◆ **EXERCISE DESCRIPTION**:
Answer these about the text on childhood sleep problems:
1. Which insomnia symptom was the most persistent, and what percentage of children who had it at age 4.5 also had it at age 9?
2. What range of P values did the chi-square tests for sex differences yield?
3. At age 9, which HBQ mental health symptom was not significantly associated with insomnia?

Table 2 details item-level prevalence and persistence of sleep problems. The most common insomnia symptoms at age 4.5 were difficulty maintaining sleep and early awakening, the latter of which was also most common at age 9. At both ages, the most common sleep movement symptom was movement during sleep. Early awakening was the most persistent insomnia symptom, with 38% of children who exhibited it at age 4.5 also doing so at age 9. The three sleep movement symptoms were persistent at rates similar to one another, i.e., 29–33% of children with a given symptom at age 4.5 also exhibited it at age 9.
Possible sex differences in the prevalence of sleep problems and their persistence were examined in a series of chi-square tests, which yielded no significant findings (P = 0.13–0.82).
Associations of Childhood Concurrent Sleep Problems With Mental Health Symptoms
Multivariate and univariate results for concurrent sleep problems are presented in Table 3. In the MANOVA for age 4.5, insomnia was significantly associated with PBQ mental health symptoms; probing via univariate ANOVAs indicated that insomnia was significantly associated with hostile-aggressive and hyperactive-distractible; insomnia and anxious-fearful were not significantly associated. In pairwise comparisons, children with insomnia at age 4.5 scored higher on average than those without on the measures of hostile-aggressive (mean ± SD; 0.81 ± 0.26 versus 0.73 ± 0.30) and hyperactivedistractible (0.58 ± 0.23 versus 0.50 ± 0.26). For sleep movement, the MANOVA produced no significant association with mental health symptoms at age 4.5.
Table 3.
At age 9, there was a significant multivariate association between insomnia and HBQ mental health symptoms, and univariate ANOVAs indicated that insomnia was significantly associated with depression, externalizing, and ADHD; insomnia was not significantly associated with anxiety. In pairwise comparisons probing the significant univariate effects, children with insomnia scored higher than those without on the measures of depression (0.48 ± 0.15 versus 0.45 ± 0.12), externalizing (0.50 ± 0.14 versus 0.44 ± 0.13), and ADHD (0.50 ± 0.13 versus 0.44 ± 0.14). Along with the insomnia findings, the MANOVA also yielded a significant association between sleep movement and mental health symptoms. Like insomnia, sleep movement was significantly associated with depression, externalizing, and ADHD but not anxiety. Children with sleep movement at age 9 scored higher than those without on the measures of depression (0.48 ± 0.14 versus 0.45 ± 0.12), externalizing (0.52 ± 0.13 versus 0.44 ± 0.14), and ADHD (0.52 ± 0.12 versus 0.44 ± 0.14).

◆ **DATA SHOWN**:

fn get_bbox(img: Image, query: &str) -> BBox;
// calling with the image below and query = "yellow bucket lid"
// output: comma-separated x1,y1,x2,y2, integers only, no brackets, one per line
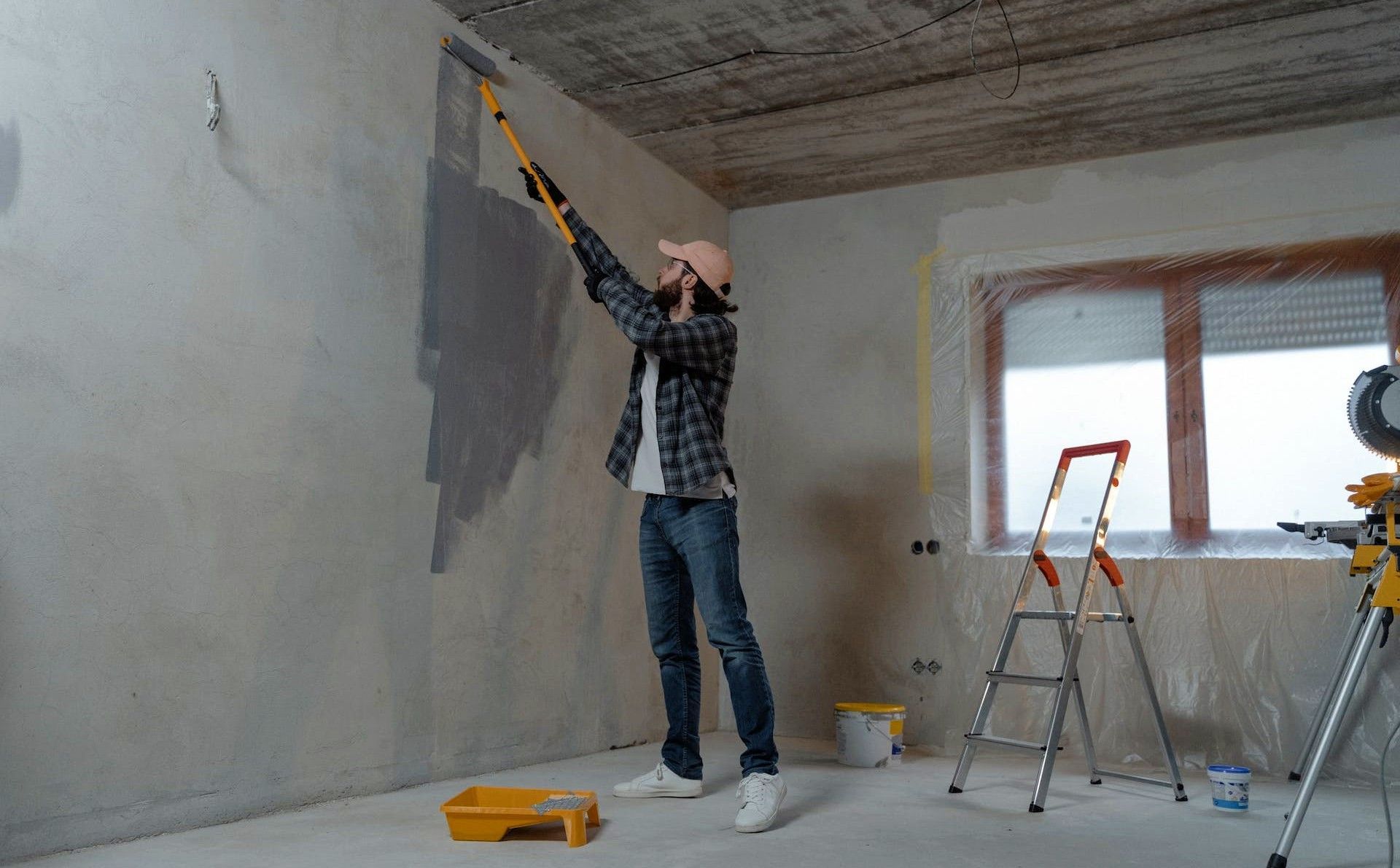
836,703,904,714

◆ **RESULT OF THIS EXERCISE**:
1. Early awakening, 38%
2. P = 0.13–0.82
3. Anxiety